Problem set:
**a)** In the July menu plan, which source do the overnight oats come from?
**b)** Print the July menu plan from "July Menu Plan" up to and including "beans and legumes.".

Text excerpt:
═══

Sunday, June 28, 2020

July Menu Plan

This month is all about using what is fresh from the garden and the CSA share.  We may also do some gleaning from the food pantry, if things come available.  We'll make use of our food storage in the freezer and pantry, mostly for our proteins.  We have chicken to use in the freezer, and we've got loads of dried beans and legumes. 

Here's the plan for the month:

Breakfasts:

  • Smoothies with greens, frozen fruit, and almond milk
  • Scrambled eggs with greens and onions (maybe occasionally ham or breakfast meat, but we're low on that) and fruit or toast
  • Overnight oats from Not Your Mother's Slowcooker
  • Baked pumpkin oatmeal 
  • Gluten free waffles from America's Test Kitchen How Can It Be Gluten Free?
  • Yogurt parfaits with plain yogurt, berries, and nuts/seeds
  • Leftover roasted veggies with eggs or breakfast meat
Lunches: 
  • Leftovers
  • Tuna salad and tortilla chips/gluten free crackers
  • Snack plate (nuts, fruit, veggies and homemade ranch, etc.)
  • Occasional school lunches (free for pick up M-Th)
Dinners:
  • Chili with ground meat and black/pinto beans with GF cornbread
  • Loaded beans and rice (think taco bowl with lettuce, green onions, maybe cheese, salsa, avocado, etc.)

═══

Saved entries:
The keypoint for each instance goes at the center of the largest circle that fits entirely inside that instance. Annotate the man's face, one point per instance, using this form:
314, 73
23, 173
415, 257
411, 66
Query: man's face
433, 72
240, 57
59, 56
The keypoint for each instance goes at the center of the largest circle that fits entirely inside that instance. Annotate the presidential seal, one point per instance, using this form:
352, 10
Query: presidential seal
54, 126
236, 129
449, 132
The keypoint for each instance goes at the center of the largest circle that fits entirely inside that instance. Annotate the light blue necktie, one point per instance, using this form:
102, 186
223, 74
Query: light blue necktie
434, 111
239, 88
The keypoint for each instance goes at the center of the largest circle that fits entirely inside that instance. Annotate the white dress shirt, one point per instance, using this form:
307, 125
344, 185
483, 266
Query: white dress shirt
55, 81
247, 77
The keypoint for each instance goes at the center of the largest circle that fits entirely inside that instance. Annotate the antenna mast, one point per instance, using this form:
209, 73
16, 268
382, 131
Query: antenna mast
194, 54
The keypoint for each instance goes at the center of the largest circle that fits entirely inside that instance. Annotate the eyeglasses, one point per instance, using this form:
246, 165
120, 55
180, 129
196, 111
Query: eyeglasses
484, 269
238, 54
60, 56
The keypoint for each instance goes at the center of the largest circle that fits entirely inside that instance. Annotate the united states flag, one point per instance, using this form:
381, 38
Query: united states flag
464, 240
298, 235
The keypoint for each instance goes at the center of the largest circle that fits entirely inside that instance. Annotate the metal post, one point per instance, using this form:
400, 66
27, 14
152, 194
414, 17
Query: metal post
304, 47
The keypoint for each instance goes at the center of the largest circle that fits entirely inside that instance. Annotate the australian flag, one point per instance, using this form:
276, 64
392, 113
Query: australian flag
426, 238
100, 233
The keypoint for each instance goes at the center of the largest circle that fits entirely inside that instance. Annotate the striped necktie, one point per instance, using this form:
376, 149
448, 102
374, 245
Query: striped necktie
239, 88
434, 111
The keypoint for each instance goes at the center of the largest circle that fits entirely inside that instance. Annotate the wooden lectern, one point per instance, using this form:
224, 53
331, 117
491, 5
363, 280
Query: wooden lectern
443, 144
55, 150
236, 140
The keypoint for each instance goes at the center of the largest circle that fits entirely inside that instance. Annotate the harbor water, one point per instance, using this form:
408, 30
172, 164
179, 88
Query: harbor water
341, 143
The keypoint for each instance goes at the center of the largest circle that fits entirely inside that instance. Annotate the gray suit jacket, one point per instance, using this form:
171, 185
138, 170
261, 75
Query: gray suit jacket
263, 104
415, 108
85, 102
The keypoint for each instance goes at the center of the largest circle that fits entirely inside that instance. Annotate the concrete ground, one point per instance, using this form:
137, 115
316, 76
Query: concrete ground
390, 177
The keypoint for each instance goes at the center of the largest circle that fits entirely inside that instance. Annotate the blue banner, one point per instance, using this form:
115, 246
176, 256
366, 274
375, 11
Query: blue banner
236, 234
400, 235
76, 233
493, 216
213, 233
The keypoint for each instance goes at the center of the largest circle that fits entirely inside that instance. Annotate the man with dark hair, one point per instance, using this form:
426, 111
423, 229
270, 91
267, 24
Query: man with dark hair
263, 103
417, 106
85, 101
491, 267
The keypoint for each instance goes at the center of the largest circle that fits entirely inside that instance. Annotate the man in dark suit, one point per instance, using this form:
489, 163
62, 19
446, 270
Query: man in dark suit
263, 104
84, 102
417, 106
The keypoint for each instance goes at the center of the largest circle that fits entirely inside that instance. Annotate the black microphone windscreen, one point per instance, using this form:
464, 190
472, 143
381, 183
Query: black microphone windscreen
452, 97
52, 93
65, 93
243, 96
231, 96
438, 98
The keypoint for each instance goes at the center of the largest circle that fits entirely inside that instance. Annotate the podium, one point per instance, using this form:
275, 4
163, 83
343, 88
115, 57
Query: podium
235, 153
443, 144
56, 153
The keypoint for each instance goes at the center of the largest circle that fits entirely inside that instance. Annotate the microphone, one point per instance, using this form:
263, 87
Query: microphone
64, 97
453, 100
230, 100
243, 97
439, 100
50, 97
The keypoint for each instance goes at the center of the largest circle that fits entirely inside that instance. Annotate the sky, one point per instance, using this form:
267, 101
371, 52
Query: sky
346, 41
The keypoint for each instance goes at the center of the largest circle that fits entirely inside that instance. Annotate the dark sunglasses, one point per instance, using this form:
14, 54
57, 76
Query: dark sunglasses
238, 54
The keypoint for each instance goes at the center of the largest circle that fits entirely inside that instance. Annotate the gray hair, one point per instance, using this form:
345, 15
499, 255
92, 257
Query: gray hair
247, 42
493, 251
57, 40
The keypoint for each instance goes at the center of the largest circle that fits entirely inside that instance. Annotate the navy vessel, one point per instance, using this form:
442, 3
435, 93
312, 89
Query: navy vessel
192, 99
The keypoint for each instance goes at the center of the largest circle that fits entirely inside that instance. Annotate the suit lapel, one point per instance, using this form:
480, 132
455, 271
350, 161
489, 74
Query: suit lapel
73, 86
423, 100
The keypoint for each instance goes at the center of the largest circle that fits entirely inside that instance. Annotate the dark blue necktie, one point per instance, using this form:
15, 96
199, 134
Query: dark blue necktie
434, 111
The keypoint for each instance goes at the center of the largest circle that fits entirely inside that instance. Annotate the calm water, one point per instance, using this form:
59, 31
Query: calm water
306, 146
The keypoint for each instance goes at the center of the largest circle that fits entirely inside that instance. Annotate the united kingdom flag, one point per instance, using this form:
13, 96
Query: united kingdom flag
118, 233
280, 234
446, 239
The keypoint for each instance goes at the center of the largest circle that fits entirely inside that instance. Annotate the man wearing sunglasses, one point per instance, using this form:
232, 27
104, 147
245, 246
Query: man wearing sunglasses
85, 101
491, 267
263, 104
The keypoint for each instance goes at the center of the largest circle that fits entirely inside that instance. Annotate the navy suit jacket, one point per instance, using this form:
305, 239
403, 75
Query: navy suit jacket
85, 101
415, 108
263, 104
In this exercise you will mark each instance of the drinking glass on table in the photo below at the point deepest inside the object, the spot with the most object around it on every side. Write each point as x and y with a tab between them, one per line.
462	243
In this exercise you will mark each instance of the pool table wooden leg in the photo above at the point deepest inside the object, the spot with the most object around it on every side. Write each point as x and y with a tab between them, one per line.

═══

Answers per task:
**a)** Not Your Mother's Slowcooker

**b)**
July Menu Plan

This month is all about using what is fresh from the garden and the CSA share.  We may also do some gleaning from the food pantry, if things come available.  We'll make use of our food storage in the freezer and pantry, mostly for our proteins.  We have chicken to use in the freezer, and we've got loads of dried beans and legumes.